**Study material:**
################
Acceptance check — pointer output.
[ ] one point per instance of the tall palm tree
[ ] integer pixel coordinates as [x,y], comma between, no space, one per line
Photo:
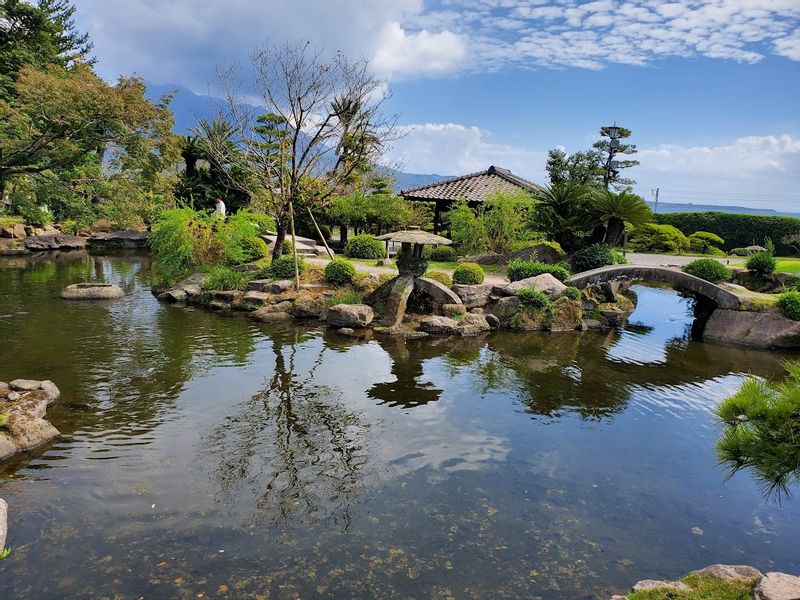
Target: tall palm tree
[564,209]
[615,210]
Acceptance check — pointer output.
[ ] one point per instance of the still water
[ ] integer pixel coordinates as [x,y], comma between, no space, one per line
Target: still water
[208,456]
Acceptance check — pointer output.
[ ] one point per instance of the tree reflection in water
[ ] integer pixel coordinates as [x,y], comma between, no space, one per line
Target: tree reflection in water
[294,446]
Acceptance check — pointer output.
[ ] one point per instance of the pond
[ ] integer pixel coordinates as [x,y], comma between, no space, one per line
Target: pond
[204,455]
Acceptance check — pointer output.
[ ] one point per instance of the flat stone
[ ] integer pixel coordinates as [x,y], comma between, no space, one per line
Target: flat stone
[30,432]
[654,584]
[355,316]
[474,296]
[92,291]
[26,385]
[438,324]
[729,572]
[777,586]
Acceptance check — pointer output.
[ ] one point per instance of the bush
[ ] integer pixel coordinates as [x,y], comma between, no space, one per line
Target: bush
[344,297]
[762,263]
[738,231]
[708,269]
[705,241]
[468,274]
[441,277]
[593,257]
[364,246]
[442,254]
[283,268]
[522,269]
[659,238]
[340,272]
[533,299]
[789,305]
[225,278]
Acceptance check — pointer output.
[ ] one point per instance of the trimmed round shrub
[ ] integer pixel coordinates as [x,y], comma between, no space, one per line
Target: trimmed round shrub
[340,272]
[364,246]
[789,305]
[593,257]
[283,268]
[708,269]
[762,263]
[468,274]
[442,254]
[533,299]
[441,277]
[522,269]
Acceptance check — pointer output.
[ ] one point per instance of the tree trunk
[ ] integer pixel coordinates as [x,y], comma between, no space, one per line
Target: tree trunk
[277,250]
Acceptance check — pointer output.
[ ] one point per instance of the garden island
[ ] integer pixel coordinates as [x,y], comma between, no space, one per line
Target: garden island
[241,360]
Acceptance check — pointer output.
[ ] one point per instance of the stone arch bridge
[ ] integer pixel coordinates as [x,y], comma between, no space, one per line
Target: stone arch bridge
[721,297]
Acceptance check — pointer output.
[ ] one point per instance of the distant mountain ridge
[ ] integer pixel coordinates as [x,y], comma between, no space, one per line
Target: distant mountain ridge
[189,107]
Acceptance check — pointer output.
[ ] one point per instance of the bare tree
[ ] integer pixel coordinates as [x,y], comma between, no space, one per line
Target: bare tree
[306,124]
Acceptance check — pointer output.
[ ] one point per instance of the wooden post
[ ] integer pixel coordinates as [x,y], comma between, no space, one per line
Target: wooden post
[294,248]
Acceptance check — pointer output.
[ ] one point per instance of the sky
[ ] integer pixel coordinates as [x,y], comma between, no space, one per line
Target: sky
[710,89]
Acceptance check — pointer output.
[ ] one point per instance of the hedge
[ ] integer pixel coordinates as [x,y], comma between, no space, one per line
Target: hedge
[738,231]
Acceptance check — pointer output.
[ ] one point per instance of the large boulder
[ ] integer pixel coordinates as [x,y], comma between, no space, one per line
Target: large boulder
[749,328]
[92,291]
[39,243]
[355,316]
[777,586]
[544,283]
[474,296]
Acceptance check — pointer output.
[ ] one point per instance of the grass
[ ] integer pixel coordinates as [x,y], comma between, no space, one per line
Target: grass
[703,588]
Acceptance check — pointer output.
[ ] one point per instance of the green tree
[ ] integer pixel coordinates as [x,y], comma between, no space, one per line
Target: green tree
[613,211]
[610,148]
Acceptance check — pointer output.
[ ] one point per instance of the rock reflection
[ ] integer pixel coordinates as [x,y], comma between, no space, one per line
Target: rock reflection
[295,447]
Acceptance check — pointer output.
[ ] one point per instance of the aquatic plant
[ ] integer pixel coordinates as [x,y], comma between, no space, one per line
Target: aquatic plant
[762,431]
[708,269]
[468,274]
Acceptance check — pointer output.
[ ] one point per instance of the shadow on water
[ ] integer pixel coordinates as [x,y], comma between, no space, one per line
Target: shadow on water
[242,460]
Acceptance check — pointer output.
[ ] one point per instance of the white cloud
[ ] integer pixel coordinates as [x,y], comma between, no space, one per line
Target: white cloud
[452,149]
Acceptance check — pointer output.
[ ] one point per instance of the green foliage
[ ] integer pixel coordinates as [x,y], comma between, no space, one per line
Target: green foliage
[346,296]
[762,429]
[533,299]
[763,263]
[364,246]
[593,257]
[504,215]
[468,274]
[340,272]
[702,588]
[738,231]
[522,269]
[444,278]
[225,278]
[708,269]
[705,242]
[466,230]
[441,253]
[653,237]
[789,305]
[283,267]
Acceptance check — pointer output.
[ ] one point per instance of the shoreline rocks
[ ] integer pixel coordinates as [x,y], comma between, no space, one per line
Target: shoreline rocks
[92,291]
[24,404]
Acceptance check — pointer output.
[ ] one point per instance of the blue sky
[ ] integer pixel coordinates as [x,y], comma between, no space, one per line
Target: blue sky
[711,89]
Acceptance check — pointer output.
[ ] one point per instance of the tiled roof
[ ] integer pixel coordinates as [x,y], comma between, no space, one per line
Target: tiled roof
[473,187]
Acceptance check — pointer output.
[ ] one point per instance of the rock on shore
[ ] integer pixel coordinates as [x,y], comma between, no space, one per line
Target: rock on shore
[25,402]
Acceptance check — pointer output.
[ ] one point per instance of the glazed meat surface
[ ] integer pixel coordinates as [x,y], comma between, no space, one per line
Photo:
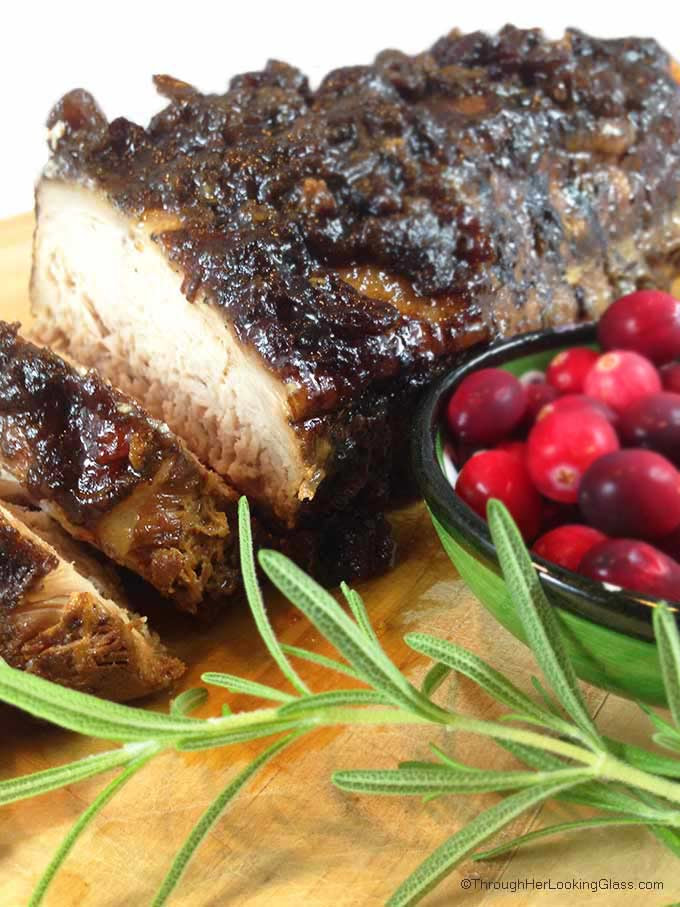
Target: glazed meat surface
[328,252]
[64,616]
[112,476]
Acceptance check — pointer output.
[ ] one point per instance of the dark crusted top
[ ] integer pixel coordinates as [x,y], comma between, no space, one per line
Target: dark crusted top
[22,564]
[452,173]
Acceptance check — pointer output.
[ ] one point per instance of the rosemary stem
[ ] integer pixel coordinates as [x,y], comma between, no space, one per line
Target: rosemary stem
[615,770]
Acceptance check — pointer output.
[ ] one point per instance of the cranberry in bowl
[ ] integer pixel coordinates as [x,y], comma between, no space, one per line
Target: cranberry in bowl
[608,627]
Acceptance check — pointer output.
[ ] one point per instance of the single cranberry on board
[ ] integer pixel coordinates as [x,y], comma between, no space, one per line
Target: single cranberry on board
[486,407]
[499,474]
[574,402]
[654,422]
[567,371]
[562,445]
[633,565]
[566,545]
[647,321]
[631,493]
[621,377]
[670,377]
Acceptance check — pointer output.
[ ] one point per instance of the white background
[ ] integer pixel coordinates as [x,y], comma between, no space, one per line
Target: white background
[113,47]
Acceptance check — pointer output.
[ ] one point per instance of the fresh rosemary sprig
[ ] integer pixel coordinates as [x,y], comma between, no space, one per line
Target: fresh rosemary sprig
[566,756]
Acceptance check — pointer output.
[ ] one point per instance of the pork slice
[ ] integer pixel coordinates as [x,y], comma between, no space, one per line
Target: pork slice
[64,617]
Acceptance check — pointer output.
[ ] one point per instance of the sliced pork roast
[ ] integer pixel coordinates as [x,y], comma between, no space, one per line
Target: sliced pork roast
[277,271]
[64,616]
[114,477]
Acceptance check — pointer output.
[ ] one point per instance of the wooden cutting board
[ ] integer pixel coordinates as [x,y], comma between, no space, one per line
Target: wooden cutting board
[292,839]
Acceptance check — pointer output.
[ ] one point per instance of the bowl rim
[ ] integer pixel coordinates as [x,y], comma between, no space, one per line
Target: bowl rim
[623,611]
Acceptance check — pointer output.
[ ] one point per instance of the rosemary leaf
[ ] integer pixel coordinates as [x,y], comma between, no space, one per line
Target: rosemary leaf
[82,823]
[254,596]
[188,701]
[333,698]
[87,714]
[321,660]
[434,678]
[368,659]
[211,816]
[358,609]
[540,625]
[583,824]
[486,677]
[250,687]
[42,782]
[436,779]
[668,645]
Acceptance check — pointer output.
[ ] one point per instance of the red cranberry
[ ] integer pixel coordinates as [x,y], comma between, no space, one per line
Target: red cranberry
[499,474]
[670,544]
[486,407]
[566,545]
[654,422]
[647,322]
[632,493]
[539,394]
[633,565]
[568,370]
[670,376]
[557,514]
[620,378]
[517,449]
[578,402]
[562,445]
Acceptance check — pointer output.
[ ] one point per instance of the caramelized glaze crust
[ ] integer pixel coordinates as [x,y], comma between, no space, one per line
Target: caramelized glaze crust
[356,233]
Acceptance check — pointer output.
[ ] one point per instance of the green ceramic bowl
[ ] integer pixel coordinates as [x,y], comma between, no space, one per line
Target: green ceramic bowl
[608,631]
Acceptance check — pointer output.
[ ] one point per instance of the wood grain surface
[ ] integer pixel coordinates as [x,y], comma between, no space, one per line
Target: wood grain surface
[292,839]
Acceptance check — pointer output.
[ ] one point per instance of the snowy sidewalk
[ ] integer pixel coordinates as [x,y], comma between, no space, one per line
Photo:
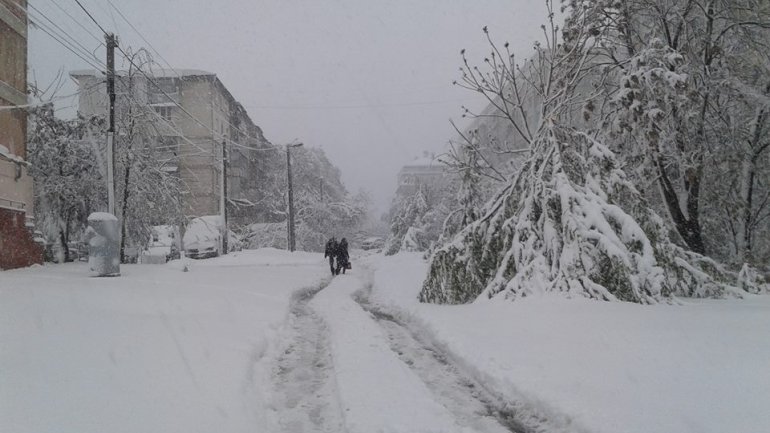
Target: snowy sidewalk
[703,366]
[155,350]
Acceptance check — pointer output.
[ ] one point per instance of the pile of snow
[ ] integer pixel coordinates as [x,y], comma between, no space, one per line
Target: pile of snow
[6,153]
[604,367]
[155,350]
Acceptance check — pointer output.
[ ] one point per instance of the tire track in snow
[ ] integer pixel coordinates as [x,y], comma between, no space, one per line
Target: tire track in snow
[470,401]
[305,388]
################
**How to complete this task:** The reply should hold the lines from the top of the records through the line containing "[ ] one point per instance of the tree reflection", reproduced exactly, and no pictures.

**Expected answer:**
Acceptance check — pointer output.
[ ] one point per instance of the tall palm tree
[ ] integer pixel coordinates as [x,y], comma between, no space, one per line
Photo:
Target: tall palm tree
[564,209]
[615,210]
Acceptance check — pointer output.
[ ] one point per instance of the still water
[ ] integer pixel coordinates as [x,y], comma between, no space, one per line
Target: still water
[208,456]
Acceptance check — pointer output.
[ ] one point per instance of the tree reflection in water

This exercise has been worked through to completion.